**Short problem:**
Copy out the lines word for word, everything from the line containing "wooden boarded fence -> outlines" down to the line containing "POLYGON ((201 79, 214", with both of those lines included.

Dataset records:
# # # # #

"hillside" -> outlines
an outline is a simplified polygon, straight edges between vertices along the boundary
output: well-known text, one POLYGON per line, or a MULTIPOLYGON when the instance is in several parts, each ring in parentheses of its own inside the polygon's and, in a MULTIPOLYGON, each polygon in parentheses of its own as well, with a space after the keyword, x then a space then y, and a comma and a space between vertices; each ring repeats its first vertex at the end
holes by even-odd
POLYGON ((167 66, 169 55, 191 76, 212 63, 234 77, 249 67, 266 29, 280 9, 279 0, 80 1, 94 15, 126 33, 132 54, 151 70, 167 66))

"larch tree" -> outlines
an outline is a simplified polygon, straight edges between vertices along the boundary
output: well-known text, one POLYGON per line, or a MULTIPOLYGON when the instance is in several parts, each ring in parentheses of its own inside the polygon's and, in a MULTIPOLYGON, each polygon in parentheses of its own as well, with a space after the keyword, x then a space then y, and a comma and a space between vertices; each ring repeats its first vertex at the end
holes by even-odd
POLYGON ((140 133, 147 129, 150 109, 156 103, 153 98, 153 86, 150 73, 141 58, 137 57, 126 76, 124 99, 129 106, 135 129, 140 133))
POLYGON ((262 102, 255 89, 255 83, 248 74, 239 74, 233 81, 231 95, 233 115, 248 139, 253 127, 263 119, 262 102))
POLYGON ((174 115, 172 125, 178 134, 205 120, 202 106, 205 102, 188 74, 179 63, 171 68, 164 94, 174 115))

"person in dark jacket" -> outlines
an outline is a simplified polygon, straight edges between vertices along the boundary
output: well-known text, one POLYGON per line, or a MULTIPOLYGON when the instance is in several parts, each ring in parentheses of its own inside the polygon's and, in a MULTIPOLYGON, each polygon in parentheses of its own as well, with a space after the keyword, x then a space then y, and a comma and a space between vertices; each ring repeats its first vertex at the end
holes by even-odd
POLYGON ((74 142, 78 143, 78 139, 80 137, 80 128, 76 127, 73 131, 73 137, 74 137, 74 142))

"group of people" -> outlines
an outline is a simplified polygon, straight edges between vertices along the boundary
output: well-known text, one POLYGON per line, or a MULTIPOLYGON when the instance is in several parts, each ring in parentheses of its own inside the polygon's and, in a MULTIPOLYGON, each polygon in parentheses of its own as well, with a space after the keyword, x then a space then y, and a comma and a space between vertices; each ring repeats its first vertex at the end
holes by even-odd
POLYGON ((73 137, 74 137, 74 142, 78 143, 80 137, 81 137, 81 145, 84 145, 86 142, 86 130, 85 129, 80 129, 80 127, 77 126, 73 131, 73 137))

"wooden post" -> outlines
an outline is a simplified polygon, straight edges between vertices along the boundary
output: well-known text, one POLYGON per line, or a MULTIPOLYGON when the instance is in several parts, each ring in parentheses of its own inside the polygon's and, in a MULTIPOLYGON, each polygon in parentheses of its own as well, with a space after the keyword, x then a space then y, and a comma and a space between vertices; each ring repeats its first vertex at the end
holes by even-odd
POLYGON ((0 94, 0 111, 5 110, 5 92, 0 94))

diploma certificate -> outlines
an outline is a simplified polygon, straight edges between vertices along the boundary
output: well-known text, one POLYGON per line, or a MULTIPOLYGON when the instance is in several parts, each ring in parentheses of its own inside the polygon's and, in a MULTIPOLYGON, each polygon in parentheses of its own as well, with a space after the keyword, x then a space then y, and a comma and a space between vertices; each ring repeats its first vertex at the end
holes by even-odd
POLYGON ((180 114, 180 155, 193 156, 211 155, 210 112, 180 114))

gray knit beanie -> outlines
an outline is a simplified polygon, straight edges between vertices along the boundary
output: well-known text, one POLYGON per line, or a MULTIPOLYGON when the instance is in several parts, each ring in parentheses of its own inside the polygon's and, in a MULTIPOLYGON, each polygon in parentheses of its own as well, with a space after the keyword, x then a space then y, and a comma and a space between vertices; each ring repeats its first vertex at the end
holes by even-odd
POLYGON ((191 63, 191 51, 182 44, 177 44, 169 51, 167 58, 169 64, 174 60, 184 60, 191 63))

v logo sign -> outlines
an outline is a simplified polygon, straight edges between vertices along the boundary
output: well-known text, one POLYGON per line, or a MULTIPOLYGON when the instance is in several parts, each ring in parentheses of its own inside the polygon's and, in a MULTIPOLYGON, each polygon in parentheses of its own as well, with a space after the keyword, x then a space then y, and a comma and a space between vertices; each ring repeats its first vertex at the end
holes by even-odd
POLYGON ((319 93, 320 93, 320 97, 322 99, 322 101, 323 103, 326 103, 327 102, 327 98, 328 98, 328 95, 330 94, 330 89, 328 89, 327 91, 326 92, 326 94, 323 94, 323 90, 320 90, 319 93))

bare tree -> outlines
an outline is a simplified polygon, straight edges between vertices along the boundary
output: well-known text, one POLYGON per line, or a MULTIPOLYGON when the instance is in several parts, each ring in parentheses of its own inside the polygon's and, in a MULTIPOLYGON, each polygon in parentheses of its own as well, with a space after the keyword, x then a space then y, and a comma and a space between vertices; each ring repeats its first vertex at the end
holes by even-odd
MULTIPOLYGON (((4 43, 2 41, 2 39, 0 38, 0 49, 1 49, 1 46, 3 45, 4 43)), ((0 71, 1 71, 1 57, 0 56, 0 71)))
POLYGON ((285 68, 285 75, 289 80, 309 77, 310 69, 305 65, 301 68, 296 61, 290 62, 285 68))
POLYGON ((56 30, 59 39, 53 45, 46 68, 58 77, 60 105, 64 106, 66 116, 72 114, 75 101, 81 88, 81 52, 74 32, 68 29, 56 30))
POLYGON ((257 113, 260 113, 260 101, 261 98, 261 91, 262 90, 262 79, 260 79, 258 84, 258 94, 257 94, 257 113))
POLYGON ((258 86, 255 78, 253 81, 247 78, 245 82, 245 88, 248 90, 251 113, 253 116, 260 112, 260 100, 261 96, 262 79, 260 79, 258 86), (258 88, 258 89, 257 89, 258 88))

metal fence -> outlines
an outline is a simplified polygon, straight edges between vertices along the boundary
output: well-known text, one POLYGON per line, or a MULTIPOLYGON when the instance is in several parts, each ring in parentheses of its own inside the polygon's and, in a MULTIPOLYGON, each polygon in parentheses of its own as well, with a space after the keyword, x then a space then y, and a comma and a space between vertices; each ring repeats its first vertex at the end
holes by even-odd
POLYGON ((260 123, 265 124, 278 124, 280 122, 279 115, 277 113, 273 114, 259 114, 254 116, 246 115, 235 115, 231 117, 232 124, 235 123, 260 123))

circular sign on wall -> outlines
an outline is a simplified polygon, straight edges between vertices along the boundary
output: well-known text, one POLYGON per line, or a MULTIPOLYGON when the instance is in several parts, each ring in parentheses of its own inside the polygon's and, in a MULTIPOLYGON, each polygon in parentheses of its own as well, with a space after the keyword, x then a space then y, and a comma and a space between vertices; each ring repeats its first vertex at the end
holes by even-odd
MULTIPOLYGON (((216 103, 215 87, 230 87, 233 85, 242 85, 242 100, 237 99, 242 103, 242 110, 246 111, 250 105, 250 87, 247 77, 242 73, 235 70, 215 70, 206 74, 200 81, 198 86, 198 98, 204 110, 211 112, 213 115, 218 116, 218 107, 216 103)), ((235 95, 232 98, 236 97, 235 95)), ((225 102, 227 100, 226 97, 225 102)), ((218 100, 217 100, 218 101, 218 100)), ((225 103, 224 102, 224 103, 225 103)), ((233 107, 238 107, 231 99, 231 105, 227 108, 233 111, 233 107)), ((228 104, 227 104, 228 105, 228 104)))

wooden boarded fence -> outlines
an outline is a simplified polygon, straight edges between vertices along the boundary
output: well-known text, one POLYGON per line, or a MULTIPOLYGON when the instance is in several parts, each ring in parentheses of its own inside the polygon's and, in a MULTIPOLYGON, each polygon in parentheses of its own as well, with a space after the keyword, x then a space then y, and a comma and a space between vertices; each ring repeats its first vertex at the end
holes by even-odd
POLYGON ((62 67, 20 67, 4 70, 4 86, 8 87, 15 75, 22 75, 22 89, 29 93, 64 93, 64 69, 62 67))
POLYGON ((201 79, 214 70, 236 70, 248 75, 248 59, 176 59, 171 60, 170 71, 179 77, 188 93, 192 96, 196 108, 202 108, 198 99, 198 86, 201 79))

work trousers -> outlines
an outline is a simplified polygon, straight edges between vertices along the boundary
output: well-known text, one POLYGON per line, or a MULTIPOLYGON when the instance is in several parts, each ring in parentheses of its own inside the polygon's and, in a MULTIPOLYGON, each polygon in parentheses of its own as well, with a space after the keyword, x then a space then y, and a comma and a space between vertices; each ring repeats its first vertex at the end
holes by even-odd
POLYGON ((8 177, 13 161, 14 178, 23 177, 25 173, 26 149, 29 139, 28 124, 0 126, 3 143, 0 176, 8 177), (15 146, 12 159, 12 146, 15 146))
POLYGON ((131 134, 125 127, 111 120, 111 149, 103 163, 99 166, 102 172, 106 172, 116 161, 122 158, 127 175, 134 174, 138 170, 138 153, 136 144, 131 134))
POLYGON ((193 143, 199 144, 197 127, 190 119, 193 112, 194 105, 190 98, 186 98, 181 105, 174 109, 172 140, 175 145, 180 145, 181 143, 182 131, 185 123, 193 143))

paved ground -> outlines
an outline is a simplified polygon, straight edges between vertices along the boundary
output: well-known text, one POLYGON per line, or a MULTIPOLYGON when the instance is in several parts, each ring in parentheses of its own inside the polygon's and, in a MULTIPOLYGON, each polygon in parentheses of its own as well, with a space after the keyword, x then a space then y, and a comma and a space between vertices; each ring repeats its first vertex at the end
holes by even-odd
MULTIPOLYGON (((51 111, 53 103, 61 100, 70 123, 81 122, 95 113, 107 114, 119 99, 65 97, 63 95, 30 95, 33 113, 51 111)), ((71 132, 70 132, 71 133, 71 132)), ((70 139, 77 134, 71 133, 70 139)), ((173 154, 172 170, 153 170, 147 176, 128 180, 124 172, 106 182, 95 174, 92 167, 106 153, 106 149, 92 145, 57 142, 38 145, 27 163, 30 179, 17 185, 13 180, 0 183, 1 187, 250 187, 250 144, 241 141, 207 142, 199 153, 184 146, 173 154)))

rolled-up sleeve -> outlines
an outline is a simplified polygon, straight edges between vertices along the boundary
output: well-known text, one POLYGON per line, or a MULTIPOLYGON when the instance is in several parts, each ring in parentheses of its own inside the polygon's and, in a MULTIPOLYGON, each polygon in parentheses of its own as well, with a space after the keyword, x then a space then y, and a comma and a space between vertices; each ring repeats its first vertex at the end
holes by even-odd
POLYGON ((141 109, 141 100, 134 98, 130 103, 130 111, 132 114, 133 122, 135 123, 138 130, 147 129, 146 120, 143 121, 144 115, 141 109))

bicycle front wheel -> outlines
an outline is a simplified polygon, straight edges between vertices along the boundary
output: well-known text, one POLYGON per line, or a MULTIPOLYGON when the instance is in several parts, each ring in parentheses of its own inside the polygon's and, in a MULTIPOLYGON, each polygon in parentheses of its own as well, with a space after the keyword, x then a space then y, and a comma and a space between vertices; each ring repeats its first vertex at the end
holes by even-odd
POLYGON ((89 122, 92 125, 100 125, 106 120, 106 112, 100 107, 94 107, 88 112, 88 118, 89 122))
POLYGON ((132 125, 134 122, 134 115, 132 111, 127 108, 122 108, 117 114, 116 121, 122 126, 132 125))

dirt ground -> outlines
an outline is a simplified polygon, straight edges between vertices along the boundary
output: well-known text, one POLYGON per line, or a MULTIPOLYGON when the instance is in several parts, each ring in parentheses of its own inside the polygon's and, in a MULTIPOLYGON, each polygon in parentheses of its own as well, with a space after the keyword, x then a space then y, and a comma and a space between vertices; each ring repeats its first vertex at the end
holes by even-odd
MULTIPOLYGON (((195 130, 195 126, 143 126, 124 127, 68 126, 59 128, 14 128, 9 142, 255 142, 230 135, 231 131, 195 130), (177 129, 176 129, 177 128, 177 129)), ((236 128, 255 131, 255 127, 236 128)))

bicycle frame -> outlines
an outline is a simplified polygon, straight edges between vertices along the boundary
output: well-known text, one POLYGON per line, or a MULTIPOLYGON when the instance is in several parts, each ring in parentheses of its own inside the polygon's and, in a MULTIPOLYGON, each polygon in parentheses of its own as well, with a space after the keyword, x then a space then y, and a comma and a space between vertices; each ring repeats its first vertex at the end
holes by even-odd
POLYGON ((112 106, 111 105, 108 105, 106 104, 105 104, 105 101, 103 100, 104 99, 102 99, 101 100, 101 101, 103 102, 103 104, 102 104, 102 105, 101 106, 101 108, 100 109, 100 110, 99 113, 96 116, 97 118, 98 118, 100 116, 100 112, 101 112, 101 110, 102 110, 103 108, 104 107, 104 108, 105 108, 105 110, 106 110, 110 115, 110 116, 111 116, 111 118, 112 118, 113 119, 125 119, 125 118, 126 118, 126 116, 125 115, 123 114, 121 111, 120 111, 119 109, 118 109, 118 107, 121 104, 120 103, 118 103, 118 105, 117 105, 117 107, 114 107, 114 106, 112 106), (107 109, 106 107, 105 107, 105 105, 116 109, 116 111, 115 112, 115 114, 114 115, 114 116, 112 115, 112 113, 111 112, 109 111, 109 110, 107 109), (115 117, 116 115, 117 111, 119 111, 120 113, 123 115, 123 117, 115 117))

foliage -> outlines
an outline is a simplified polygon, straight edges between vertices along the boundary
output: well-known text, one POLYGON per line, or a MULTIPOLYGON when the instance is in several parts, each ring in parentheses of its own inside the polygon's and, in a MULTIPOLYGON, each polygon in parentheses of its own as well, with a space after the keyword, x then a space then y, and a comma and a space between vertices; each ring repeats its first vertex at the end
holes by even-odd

# # # # #

**Correct answer:**
wooden boarded fence -> outlines
an outline is a simplified polygon, straight edges between vertices along the boundary
output: well-known text, one POLYGON per line, or a MULTIPOLYGON when the instance is in several parts, each ring in parentheses of its own inside the polygon's and, in a MULTIPOLYGON, each polygon in parentheses of its own as well, with a space after the keyword, x then a space then y, and a comma and a space between vertices; each ring repeats its first vertex at the end
holes by even-odd
POLYGON ((62 67, 20 67, 4 70, 4 86, 8 87, 15 75, 22 75, 22 89, 29 93, 64 93, 64 69, 62 67))
POLYGON ((201 79, 214 70, 236 70, 248 75, 248 59, 176 59, 171 60, 170 71, 179 77, 188 93, 192 96, 196 108, 202 108, 198 99, 198 86, 201 79))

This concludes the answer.